▸ Stated problem: Treat the line containing "rim and report the position of each." as the first line and the final line of the material below as the last; reproduce that range exactly.

----

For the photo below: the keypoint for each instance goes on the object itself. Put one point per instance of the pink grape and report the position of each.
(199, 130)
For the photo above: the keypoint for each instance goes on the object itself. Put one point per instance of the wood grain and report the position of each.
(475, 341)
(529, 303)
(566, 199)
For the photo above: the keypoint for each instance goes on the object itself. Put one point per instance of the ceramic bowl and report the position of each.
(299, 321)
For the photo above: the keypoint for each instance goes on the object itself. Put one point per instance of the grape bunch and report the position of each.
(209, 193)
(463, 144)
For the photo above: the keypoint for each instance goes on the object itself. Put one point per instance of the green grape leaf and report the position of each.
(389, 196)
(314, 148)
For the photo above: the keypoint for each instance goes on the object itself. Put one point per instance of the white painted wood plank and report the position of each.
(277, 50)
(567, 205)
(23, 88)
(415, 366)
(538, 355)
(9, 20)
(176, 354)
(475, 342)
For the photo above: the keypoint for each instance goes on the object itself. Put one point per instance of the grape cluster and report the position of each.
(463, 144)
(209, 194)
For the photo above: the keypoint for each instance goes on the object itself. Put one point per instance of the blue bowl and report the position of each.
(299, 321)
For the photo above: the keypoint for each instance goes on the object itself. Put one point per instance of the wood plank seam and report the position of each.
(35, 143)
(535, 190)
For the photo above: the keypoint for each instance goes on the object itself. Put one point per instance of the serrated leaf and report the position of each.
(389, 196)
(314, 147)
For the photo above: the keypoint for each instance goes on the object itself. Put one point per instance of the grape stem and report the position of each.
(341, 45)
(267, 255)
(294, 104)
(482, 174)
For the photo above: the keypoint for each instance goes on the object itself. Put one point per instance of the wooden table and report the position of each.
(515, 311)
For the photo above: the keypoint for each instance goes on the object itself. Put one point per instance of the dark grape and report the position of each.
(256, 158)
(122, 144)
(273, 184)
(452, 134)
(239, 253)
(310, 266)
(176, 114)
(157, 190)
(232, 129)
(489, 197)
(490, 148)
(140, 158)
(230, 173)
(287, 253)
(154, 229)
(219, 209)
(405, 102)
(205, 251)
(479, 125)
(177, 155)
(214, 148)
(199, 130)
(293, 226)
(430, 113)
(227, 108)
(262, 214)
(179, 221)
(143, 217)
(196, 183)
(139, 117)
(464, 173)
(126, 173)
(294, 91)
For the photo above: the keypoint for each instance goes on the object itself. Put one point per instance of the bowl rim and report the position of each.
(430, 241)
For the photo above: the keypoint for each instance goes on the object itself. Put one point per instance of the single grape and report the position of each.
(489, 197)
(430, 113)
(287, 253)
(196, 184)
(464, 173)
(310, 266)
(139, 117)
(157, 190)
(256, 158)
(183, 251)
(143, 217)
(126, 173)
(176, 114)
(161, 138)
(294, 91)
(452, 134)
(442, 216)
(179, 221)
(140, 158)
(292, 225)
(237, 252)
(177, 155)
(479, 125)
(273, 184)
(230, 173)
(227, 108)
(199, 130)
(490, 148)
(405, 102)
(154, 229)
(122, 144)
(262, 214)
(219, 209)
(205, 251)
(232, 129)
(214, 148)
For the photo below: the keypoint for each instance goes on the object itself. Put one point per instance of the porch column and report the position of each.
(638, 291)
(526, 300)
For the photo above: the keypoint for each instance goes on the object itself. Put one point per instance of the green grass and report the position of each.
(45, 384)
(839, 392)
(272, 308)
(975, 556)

----

▸ Complete answer:
For the photo above: the keypoint for each instance goes on the object itself. Put one point per instance of the bowl rim and report the position of each.
(430, 241)
For the photo above: the keypoint for each instance goes on the object itself. Put one point per instance of the single grape and report the position of each.
(489, 197)
(430, 113)
(287, 253)
(196, 184)
(464, 173)
(310, 266)
(139, 117)
(157, 190)
(256, 158)
(183, 251)
(143, 217)
(126, 173)
(176, 114)
(161, 138)
(294, 91)
(452, 134)
(442, 216)
(179, 221)
(140, 158)
(292, 225)
(237, 252)
(177, 155)
(479, 125)
(273, 184)
(230, 173)
(227, 108)
(199, 130)
(490, 148)
(405, 102)
(154, 229)
(122, 144)
(262, 214)
(219, 209)
(205, 251)
(232, 129)
(214, 148)
For the photo below: the keypoint for each instance goes on the object itself. Put one point per instance of the porch column and report the position of each.
(638, 291)
(526, 300)
For the photo above: the keypoint for each instance goes on the object itself. Put one point per instance of the green grass and report the position of each.
(45, 384)
(839, 392)
(272, 308)
(975, 556)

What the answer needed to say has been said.